- Extracted data -
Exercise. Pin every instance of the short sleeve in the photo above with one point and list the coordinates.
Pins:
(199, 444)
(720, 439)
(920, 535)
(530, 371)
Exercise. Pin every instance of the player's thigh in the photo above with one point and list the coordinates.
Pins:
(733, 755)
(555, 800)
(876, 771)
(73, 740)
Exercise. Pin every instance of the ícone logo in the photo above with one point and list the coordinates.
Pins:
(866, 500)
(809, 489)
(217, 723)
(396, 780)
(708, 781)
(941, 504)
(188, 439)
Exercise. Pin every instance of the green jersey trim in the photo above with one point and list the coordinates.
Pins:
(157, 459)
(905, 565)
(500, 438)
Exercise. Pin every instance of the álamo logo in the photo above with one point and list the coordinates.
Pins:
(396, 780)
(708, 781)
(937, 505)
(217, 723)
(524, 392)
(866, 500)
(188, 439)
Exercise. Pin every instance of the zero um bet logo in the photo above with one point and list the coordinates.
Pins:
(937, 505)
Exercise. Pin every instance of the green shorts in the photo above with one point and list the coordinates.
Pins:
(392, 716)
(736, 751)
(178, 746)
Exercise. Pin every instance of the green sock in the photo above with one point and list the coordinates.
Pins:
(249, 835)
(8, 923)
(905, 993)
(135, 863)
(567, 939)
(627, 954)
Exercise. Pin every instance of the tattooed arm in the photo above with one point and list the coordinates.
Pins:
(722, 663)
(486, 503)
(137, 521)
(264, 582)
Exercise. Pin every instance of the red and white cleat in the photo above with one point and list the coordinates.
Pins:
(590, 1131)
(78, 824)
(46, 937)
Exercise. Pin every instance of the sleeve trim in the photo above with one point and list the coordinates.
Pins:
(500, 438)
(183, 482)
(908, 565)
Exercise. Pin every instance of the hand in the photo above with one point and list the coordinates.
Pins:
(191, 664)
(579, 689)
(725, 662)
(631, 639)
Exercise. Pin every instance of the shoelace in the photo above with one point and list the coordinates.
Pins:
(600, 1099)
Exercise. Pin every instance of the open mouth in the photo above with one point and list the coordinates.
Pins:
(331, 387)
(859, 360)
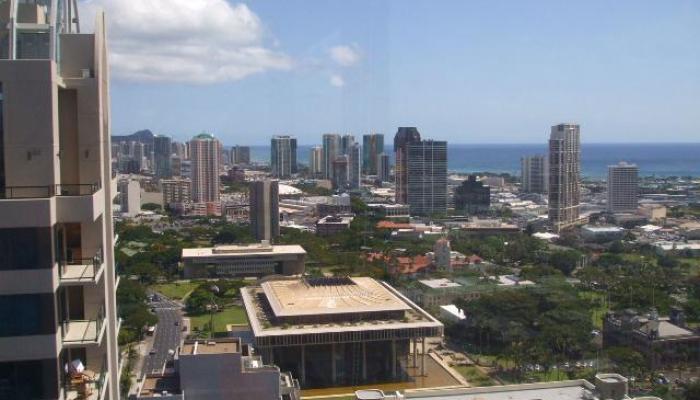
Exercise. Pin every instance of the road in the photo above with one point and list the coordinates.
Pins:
(167, 335)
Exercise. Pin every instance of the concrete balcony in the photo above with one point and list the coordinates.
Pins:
(30, 206)
(79, 202)
(81, 271)
(79, 333)
(89, 385)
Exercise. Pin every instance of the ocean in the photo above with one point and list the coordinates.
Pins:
(660, 159)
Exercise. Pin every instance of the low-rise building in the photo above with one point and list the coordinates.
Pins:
(606, 233)
(217, 370)
(662, 340)
(258, 259)
(331, 225)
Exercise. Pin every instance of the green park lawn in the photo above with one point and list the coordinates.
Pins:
(231, 315)
(175, 290)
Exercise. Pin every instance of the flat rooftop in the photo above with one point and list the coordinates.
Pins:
(211, 347)
(298, 297)
(233, 251)
(290, 298)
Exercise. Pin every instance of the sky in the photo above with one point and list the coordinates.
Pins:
(472, 71)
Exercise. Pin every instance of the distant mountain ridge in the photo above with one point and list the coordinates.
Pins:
(143, 136)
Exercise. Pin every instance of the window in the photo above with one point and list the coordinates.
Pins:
(25, 248)
(27, 314)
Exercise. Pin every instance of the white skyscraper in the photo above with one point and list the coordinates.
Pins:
(564, 175)
(204, 153)
(57, 277)
(623, 187)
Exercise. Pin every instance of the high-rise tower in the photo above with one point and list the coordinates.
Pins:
(372, 147)
(564, 175)
(623, 187)
(57, 277)
(204, 153)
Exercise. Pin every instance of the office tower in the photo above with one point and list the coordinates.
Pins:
(340, 176)
(442, 255)
(204, 154)
(316, 161)
(162, 150)
(383, 167)
(534, 174)
(354, 166)
(282, 156)
(293, 147)
(331, 150)
(623, 187)
(426, 181)
(139, 154)
(372, 147)
(178, 149)
(57, 277)
(404, 136)
(346, 143)
(472, 197)
(129, 197)
(264, 209)
(241, 155)
(176, 192)
(564, 175)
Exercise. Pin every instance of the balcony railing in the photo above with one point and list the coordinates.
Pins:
(80, 332)
(87, 385)
(81, 270)
(40, 192)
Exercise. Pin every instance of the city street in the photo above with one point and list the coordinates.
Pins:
(167, 335)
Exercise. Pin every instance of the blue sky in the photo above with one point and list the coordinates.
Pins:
(462, 71)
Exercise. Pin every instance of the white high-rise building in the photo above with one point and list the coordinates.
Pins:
(534, 174)
(331, 151)
(57, 277)
(283, 156)
(316, 161)
(623, 187)
(564, 175)
(204, 154)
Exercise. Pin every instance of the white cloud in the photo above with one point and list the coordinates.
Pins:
(345, 56)
(337, 80)
(201, 41)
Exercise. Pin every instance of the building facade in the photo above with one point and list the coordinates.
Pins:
(534, 174)
(623, 188)
(283, 158)
(403, 138)
(259, 259)
(316, 161)
(564, 176)
(264, 209)
(373, 146)
(162, 150)
(57, 276)
(426, 170)
(204, 154)
(331, 150)
(472, 197)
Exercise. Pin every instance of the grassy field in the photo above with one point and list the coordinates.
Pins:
(176, 290)
(474, 376)
(599, 311)
(231, 315)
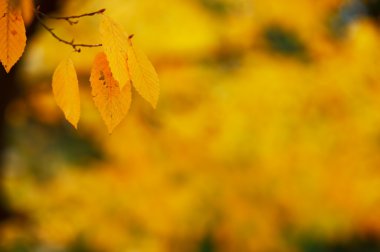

- Your objective -
Pick out each line in the rows above that contains the word "balcony", and copy those lines in full.

- The output -
Exercise. Pin every instance of the concrete balcony in the photo above with one point and list the coordinates.
Exercise. Pin every instance of the balcony railing in the photo above with one point and list the coordinates.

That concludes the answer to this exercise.